### Task prompt
Retype each entry below exactly as it stands.

### Exercise data
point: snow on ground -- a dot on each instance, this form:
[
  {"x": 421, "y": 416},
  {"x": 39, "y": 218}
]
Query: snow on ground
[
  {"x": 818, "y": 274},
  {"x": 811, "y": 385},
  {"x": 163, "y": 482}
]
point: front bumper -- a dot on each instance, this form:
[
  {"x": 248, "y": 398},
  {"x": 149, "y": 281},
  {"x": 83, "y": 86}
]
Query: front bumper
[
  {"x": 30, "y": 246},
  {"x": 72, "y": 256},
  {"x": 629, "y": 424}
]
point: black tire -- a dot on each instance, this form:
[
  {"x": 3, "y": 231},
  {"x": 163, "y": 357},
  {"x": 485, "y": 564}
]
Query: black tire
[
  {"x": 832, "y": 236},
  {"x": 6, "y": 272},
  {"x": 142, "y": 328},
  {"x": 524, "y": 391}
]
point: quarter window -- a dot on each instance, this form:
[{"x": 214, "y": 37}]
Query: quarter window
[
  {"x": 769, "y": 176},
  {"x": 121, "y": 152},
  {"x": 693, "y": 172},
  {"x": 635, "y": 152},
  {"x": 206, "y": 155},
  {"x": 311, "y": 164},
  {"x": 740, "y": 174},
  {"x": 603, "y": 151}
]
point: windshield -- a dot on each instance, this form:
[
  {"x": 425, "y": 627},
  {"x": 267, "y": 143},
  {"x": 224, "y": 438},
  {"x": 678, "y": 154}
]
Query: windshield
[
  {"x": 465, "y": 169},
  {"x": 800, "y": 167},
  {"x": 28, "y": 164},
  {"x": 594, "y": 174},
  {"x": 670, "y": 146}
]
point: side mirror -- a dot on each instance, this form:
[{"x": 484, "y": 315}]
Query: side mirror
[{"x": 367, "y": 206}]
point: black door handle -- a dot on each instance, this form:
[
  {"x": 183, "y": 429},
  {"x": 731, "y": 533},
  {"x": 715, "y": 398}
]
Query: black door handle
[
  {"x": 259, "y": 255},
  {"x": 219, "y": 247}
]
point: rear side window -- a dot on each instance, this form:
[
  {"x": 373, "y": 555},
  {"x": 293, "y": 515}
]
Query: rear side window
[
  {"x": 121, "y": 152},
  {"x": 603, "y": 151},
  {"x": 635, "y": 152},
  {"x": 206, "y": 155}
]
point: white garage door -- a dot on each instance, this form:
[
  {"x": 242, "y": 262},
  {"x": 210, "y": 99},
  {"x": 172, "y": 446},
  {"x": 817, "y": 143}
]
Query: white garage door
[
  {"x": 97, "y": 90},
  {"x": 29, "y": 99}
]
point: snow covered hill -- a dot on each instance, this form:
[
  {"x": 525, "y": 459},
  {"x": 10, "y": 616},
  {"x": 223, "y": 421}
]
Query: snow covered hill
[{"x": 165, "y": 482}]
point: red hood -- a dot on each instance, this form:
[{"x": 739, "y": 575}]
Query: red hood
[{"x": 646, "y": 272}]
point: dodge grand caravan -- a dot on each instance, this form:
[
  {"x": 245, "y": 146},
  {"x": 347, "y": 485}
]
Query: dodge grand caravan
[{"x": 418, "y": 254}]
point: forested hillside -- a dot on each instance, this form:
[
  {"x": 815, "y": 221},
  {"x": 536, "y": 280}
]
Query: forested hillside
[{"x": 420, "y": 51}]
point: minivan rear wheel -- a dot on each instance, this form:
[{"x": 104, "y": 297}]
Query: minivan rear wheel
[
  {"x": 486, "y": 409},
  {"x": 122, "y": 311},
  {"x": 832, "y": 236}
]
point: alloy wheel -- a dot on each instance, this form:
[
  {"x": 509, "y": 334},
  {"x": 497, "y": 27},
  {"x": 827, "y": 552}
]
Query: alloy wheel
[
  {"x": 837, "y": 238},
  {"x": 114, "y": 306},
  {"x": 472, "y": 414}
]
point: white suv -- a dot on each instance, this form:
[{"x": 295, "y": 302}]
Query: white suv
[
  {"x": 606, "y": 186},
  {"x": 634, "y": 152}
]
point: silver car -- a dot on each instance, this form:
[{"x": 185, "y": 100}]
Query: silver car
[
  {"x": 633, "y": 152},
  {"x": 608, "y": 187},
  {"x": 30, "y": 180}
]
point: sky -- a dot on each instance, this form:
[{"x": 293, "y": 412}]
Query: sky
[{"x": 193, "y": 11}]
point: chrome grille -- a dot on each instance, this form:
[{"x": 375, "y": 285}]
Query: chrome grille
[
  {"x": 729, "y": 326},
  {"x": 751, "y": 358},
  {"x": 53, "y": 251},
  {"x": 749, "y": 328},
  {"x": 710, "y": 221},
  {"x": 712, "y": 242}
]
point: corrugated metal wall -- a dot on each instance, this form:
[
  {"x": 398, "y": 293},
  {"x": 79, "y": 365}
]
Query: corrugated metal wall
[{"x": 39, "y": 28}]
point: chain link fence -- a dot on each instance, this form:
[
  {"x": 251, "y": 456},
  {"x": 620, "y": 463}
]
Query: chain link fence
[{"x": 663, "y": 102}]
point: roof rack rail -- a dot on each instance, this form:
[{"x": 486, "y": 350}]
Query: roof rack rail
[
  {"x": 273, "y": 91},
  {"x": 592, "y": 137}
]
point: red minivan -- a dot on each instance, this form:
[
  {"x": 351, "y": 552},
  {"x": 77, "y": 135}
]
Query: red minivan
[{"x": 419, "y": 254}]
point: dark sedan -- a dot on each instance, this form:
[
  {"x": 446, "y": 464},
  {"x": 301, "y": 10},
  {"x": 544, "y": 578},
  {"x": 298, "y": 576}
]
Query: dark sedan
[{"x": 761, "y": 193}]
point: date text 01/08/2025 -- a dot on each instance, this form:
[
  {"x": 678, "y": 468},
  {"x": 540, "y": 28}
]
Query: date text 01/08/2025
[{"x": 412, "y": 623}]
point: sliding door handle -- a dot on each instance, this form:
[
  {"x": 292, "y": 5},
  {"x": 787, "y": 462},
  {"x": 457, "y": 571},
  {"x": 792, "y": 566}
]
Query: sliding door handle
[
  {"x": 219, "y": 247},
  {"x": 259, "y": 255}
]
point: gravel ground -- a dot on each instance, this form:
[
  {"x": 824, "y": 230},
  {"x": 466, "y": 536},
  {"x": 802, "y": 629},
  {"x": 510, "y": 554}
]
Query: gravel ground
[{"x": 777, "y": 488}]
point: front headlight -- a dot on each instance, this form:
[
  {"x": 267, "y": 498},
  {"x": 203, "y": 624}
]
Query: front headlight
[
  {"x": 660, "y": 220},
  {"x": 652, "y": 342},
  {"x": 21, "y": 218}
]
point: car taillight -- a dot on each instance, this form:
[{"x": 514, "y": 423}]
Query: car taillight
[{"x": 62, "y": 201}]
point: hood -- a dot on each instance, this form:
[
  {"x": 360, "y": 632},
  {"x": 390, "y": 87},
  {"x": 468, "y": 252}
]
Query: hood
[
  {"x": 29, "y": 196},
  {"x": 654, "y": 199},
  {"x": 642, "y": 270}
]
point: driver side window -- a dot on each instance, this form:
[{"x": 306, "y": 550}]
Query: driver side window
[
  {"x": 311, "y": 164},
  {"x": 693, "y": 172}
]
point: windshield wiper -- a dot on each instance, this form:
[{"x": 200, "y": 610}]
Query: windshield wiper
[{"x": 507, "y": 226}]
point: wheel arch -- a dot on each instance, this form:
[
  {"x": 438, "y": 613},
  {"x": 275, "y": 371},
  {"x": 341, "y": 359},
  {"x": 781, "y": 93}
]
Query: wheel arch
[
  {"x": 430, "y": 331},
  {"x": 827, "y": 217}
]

### Solution to the exercise
point: snow on ground -- a dot on each instance, this form:
[
  {"x": 421, "y": 416},
  {"x": 39, "y": 218}
]
Query: snow on ground
[
  {"x": 818, "y": 274},
  {"x": 811, "y": 385},
  {"x": 163, "y": 482}
]
point: front bumper -- a dot on each instance, this form:
[
  {"x": 248, "y": 398},
  {"x": 149, "y": 281},
  {"x": 83, "y": 86}
]
Query: front bumper
[
  {"x": 30, "y": 246},
  {"x": 72, "y": 256},
  {"x": 629, "y": 424}
]
point: black tire -- a dot on each instance, this form:
[
  {"x": 3, "y": 231},
  {"x": 163, "y": 357},
  {"x": 485, "y": 564}
]
Query: black tire
[
  {"x": 832, "y": 236},
  {"x": 6, "y": 272},
  {"x": 142, "y": 328},
  {"x": 524, "y": 391}
]
point: quarter window -- a dot on each instance, this form:
[{"x": 214, "y": 37}]
Query: quarter window
[
  {"x": 769, "y": 176},
  {"x": 121, "y": 152},
  {"x": 693, "y": 172},
  {"x": 635, "y": 152},
  {"x": 206, "y": 155},
  {"x": 311, "y": 164},
  {"x": 740, "y": 174},
  {"x": 603, "y": 151}
]
point: windshield -- a dot on each instance, this form:
[
  {"x": 425, "y": 627},
  {"x": 267, "y": 143},
  {"x": 224, "y": 438},
  {"x": 678, "y": 154}
]
Query: windshield
[
  {"x": 465, "y": 169},
  {"x": 800, "y": 167},
  {"x": 28, "y": 164},
  {"x": 594, "y": 174},
  {"x": 670, "y": 146}
]
point: side mirror -- a dot on each instance, this form:
[{"x": 484, "y": 315}]
Query: side mirror
[{"x": 367, "y": 206}]
point: black door handle -- a dot on each instance, this form:
[
  {"x": 183, "y": 429},
  {"x": 731, "y": 533},
  {"x": 715, "y": 398}
]
Query: black door handle
[
  {"x": 259, "y": 255},
  {"x": 219, "y": 247}
]
point: rear side window -- a dot on each instance, this form:
[
  {"x": 373, "y": 555},
  {"x": 293, "y": 515}
]
Query: rear side window
[
  {"x": 121, "y": 152},
  {"x": 603, "y": 151},
  {"x": 635, "y": 152},
  {"x": 206, "y": 155}
]
point: white garage door -- a dot on each instance, this form:
[
  {"x": 242, "y": 262},
  {"x": 210, "y": 99},
  {"x": 172, "y": 446},
  {"x": 817, "y": 143}
]
Query: white garage door
[
  {"x": 97, "y": 90},
  {"x": 29, "y": 99}
]
point: snow covered hill -- a dot on each instance, this form:
[
  {"x": 525, "y": 459},
  {"x": 10, "y": 616},
  {"x": 223, "y": 421}
]
Query: snow covered hill
[{"x": 165, "y": 482}]
point: red hood -- a dot on each instance, this form:
[{"x": 739, "y": 575}]
Query: red hood
[{"x": 646, "y": 272}]
point: dodge grand caravan -- a dot on each instance, this form:
[
  {"x": 245, "y": 146},
  {"x": 347, "y": 485}
]
Query: dodge grand caravan
[{"x": 418, "y": 254}]
point: forested hillside -- a dot on each instance, this form:
[
  {"x": 815, "y": 221},
  {"x": 536, "y": 280}
]
Query: forested hillside
[{"x": 420, "y": 51}]
point: minivan rear wheel -- a dot on each instance, this form:
[{"x": 104, "y": 297}]
Query: minivan rear wheel
[
  {"x": 486, "y": 409},
  {"x": 122, "y": 311},
  {"x": 832, "y": 236}
]
point: alloy wheel -- a dot on each instance, this form:
[
  {"x": 509, "y": 334},
  {"x": 497, "y": 27},
  {"x": 827, "y": 552}
]
Query: alloy wheel
[
  {"x": 837, "y": 238},
  {"x": 114, "y": 306},
  {"x": 472, "y": 414}
]
point: white suv -- a dot on each instance, this form:
[{"x": 295, "y": 302}]
Query: white suv
[
  {"x": 606, "y": 186},
  {"x": 634, "y": 152}
]
point: silver car -- a dot on each instance, this form:
[{"x": 185, "y": 100}]
Query: silver car
[
  {"x": 633, "y": 152},
  {"x": 608, "y": 187},
  {"x": 30, "y": 180}
]
point: sky -- a dot on each instance, this form:
[{"x": 293, "y": 412}]
Query: sky
[{"x": 193, "y": 11}]
point: chrome grille -- a dot on each instance, this form:
[{"x": 375, "y": 285}]
Query: chrome grille
[
  {"x": 729, "y": 326},
  {"x": 751, "y": 358},
  {"x": 53, "y": 251},
  {"x": 749, "y": 328},
  {"x": 710, "y": 221},
  {"x": 712, "y": 242}
]
point: corrugated metal wall -- a dot on each instance, this form:
[
  {"x": 398, "y": 293},
  {"x": 79, "y": 365}
]
Query: corrugated metal wall
[{"x": 39, "y": 28}]
point: chain link fence -- a dot on each instance, this form:
[
  {"x": 251, "y": 456},
  {"x": 620, "y": 463}
]
Query: chain link fence
[{"x": 663, "y": 102}]
point: roof rack rail -- a dot on each instance, this form:
[{"x": 486, "y": 350}]
Query: roof rack rail
[
  {"x": 273, "y": 91},
  {"x": 592, "y": 137}
]
point: red minivan -- a dot on each instance, this form:
[
  {"x": 351, "y": 552},
  {"x": 77, "y": 135}
]
Query: red minivan
[{"x": 419, "y": 254}]
point: dark sedan -- a dot on each instance, this form:
[
  {"x": 446, "y": 464},
  {"x": 301, "y": 10},
  {"x": 544, "y": 578},
  {"x": 298, "y": 576}
]
Query: dark sedan
[{"x": 761, "y": 193}]
point: date text 01/08/2025 -- a dot on each instance, this form:
[
  {"x": 678, "y": 468},
  {"x": 540, "y": 28}
]
Query: date text 01/08/2025
[{"x": 412, "y": 623}]
point: sliding door handle -- a dot on each instance, this form:
[
  {"x": 292, "y": 5},
  {"x": 787, "y": 462},
  {"x": 457, "y": 571},
  {"x": 792, "y": 566}
]
Query: sliding door handle
[
  {"x": 219, "y": 247},
  {"x": 259, "y": 255}
]
point: gravel ground -- a dot on each instance, this form:
[
  {"x": 824, "y": 230},
  {"x": 466, "y": 536},
  {"x": 802, "y": 629},
  {"x": 510, "y": 554}
]
Query: gravel ground
[{"x": 777, "y": 488}]
point: front headlight -- a dot on each instance, this form:
[
  {"x": 267, "y": 498},
  {"x": 203, "y": 624}
]
Query: front headlight
[
  {"x": 660, "y": 220},
  {"x": 652, "y": 342},
  {"x": 21, "y": 218}
]
point: car taillight -- a dot on each instance, this form:
[{"x": 514, "y": 423}]
Query: car taillight
[{"x": 62, "y": 201}]
point: hood -- a dot on each instance, this form:
[
  {"x": 360, "y": 632},
  {"x": 390, "y": 87},
  {"x": 468, "y": 252}
]
Query: hood
[
  {"x": 29, "y": 196},
  {"x": 654, "y": 199},
  {"x": 642, "y": 270}
]
point: driver side window -- a dot on each instance, this form:
[{"x": 306, "y": 550}]
Query: driver side window
[
  {"x": 311, "y": 164},
  {"x": 693, "y": 172}
]
point: windshield wiper -- a dot on each instance, this form:
[{"x": 200, "y": 610}]
Query: windshield wiper
[{"x": 507, "y": 226}]
point: wheel arch -- a dot on each instance, this form:
[
  {"x": 438, "y": 613},
  {"x": 275, "y": 371},
  {"x": 341, "y": 359},
  {"x": 781, "y": 93}
]
Query: wheel arch
[
  {"x": 430, "y": 331},
  {"x": 827, "y": 217}
]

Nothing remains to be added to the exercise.